Brief:
The response should contain only those lines of the entries below that include the string "inside".

Dataset entries
=== Section Start ===

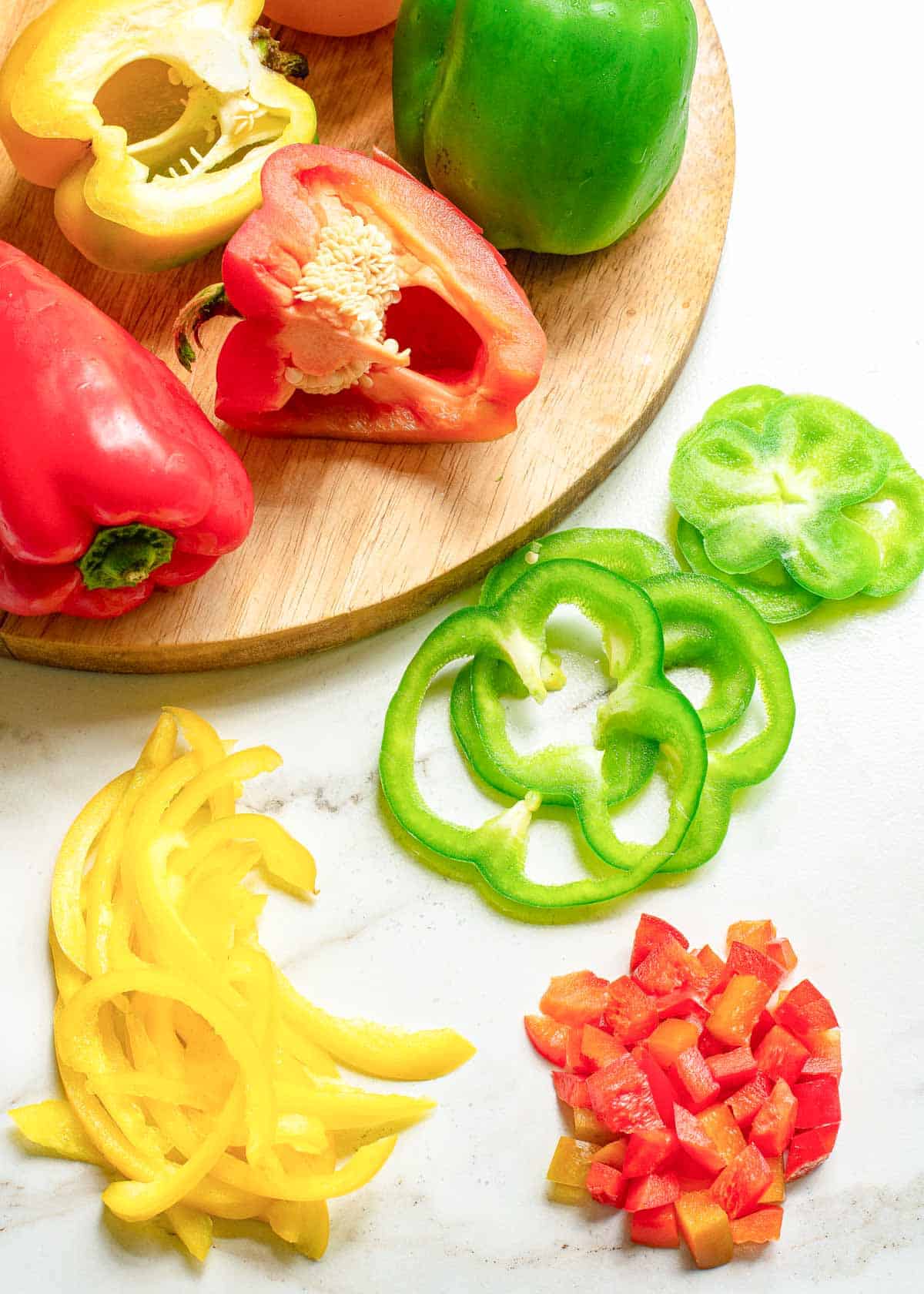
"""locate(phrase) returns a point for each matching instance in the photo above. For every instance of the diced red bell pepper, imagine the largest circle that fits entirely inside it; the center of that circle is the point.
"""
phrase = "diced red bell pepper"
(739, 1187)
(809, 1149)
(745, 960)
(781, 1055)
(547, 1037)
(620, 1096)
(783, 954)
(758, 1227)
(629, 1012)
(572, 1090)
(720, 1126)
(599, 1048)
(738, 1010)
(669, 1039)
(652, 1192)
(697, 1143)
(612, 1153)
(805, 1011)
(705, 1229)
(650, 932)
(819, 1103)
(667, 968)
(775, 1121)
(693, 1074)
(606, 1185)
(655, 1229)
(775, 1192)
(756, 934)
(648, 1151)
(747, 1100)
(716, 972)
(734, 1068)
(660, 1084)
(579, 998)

=== Section End ===
=== Section Start ===

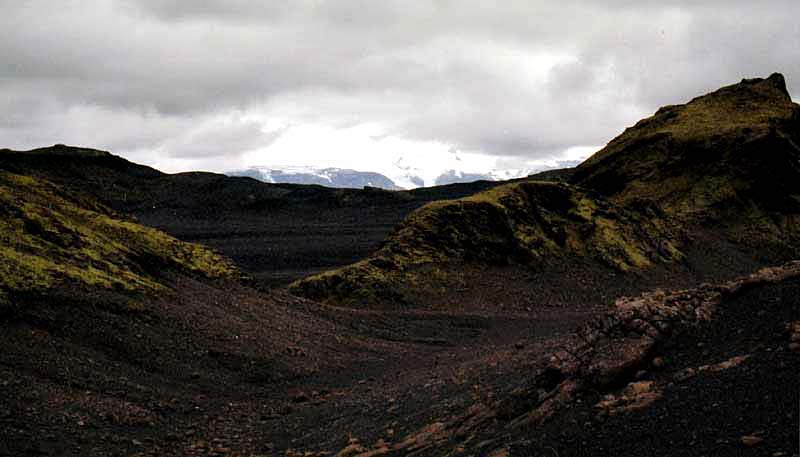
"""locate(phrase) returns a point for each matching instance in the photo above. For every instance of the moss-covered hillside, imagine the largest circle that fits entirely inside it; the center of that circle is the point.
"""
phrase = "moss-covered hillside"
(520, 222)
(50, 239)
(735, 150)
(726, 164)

=== Section End ===
=== Section Start ===

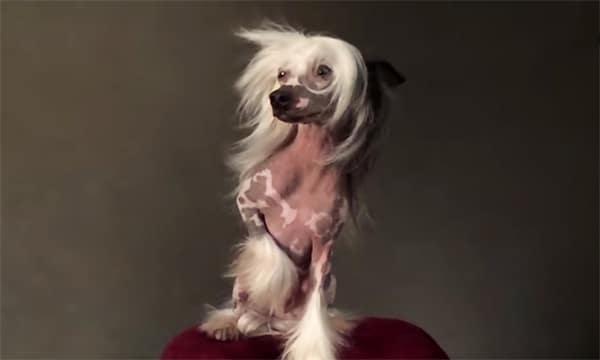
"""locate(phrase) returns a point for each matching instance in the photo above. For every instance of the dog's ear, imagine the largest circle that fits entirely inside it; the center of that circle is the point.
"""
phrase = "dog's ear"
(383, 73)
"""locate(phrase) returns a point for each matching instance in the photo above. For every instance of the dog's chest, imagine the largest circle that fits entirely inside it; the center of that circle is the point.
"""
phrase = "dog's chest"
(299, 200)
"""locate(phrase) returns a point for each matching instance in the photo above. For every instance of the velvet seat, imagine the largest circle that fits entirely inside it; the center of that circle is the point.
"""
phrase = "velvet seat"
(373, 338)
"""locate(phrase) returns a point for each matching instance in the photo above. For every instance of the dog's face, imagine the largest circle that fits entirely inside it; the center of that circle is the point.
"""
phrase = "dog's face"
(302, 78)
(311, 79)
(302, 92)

=== Section End ===

Task response:
"""locate(phrase) returns a point for each matching instance in the photo above. For every instance of the diced red bell pepper, imagine the largest circle that fits entirely inside it; the center of that circle is the point.
"""locate(phrase) returns a point for each matching instance in the photo above. For every instance of the moss-covered hillside, imagine the largest circle that fits entirely inside it; the center of that circle is the point.
"""locate(phrase) returns a point for each matching instance in the photo above. For every instance of the dog's ear, imagine the largest circle that fits entirely inside it; the center of that circle is the point.
"""locate(phrase) returns a point for each matching instance in the photo above. For every instance of the dog's chest, imagine the largest circle that fits entirely inside it; the center of that circle is the point.
"""locate(phrase) returns a point for each matching instance in the photo above. For every instance of the velvet seat, imagine the largest circle that fits entirely inside it; the center of that circle is the point.
"""locate(phrase) returns a point for each matching instance in the photo above. For every instance of the dog's face, imagine the largest circle that fits entirely inside it; the center of that circle is the point.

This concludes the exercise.